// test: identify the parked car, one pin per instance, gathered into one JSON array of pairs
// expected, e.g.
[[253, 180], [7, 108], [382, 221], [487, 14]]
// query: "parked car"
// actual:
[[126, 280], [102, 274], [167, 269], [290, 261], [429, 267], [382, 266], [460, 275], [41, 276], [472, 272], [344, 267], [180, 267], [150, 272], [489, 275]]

....

▸ **Consegna**
Per favore, stampa di nuovo tutti i record qui sopra, riga per riga e senza alcuna modifica.

▸ **Risposta alla consegna**
// test: identify the parked car, one pin per instance, gathered into one JSON array of pairs
// expected, e.g.
[[253, 180], [7, 108], [382, 221], [487, 14]]
// query: "parked car"
// actual:
[[126, 280], [102, 274], [167, 269], [290, 261], [429, 267], [382, 266], [460, 275], [41, 276], [472, 272], [344, 267], [180, 267], [150, 272], [489, 275]]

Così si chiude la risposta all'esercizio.